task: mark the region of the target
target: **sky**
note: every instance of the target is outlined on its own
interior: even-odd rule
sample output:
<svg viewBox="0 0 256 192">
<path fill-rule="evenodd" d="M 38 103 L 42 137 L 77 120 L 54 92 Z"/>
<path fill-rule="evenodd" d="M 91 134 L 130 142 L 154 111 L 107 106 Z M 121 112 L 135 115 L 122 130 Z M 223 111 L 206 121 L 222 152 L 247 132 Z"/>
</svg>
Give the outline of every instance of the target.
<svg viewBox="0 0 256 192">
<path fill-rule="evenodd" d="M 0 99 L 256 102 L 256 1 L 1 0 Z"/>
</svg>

______

**What you are asked to do:** Write out the entries again, swapping "target" for "object" wherever it occurs and leaving everything else untouched.

**Result for this exercise:**
task: mark the region of the object
object: **sky**
note: every instance of the object is outlined on its own
interior: even-odd rule
sample output:
<svg viewBox="0 0 256 192">
<path fill-rule="evenodd" d="M 38 103 L 42 137 L 77 120 L 54 92 Z"/>
<path fill-rule="evenodd" d="M 91 134 L 130 142 L 154 111 L 107 106 Z M 121 112 L 135 115 L 122 130 Z M 223 111 L 206 121 L 222 152 L 247 132 Z"/>
</svg>
Give the outline of every instance of the object.
<svg viewBox="0 0 256 192">
<path fill-rule="evenodd" d="M 0 99 L 256 102 L 256 1 L 1 0 Z"/>
</svg>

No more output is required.